Goal =>
Put the items from the line holding "of the snow" through the last item, inclusive, into a two-column CSV with the headers instruction and points. Give one row per item, with each field quoted and any line breaks replaced by spaces.

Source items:

══════════════════════════════

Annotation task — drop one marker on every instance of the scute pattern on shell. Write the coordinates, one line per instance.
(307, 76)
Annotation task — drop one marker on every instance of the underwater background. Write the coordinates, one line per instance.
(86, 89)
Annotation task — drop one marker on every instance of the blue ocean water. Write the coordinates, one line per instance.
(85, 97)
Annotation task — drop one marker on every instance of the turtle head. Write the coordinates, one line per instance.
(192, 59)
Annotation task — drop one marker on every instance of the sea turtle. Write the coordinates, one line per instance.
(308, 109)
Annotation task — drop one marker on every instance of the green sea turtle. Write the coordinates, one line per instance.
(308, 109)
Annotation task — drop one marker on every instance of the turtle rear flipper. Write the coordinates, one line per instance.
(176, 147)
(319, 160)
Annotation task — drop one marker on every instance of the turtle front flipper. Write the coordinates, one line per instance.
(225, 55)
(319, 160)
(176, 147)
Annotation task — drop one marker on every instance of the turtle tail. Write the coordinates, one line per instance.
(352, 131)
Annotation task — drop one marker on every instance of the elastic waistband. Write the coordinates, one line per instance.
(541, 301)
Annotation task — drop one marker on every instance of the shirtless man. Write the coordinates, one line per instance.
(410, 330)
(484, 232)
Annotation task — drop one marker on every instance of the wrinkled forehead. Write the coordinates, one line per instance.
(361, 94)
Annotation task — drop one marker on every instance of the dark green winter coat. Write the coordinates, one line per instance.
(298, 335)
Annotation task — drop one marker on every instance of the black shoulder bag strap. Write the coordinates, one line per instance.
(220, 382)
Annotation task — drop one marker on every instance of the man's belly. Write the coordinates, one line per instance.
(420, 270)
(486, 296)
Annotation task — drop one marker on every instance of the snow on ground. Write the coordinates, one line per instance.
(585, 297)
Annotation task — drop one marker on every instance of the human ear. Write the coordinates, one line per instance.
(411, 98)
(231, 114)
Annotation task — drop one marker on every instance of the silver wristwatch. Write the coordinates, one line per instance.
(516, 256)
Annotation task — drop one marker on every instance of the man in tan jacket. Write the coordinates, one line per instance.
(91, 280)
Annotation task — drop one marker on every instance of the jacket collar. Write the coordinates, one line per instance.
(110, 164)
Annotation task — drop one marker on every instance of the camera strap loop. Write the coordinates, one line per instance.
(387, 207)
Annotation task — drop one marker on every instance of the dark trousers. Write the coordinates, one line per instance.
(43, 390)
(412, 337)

══════════════════════════════

Solution to this exercise =>
instruction,points
"Annotation task — drop one marker on every instance of the snow on ground. Write the coordinates, one line per instance.","(585, 297)"
"Annotation task — drop one marker on every instance of the human ear. Write the coordinates, one line per instance.","(411, 98) (231, 114)"
"Annotation task — drop one marker on every instance of the silver wristwatch. Write the coordinates, one line per instance.","(516, 256)"
"Annotation task — drop one marker on every instance of the man in tan jacket. Write the coordinates, one line per instance.","(91, 280)"
"Annotation task — drop one marker on every instance of the jacket collar. Write the coordinates, one line per instance.","(110, 164)"
"Annotation task — drop one marker on every instance of the camera strap loop. Write the coordinates, one line per instance.","(387, 207)"
"Annotation task — drop one marker on every instance of the dark trousers. Write the coordinates, one line per instance.","(43, 390) (412, 337)"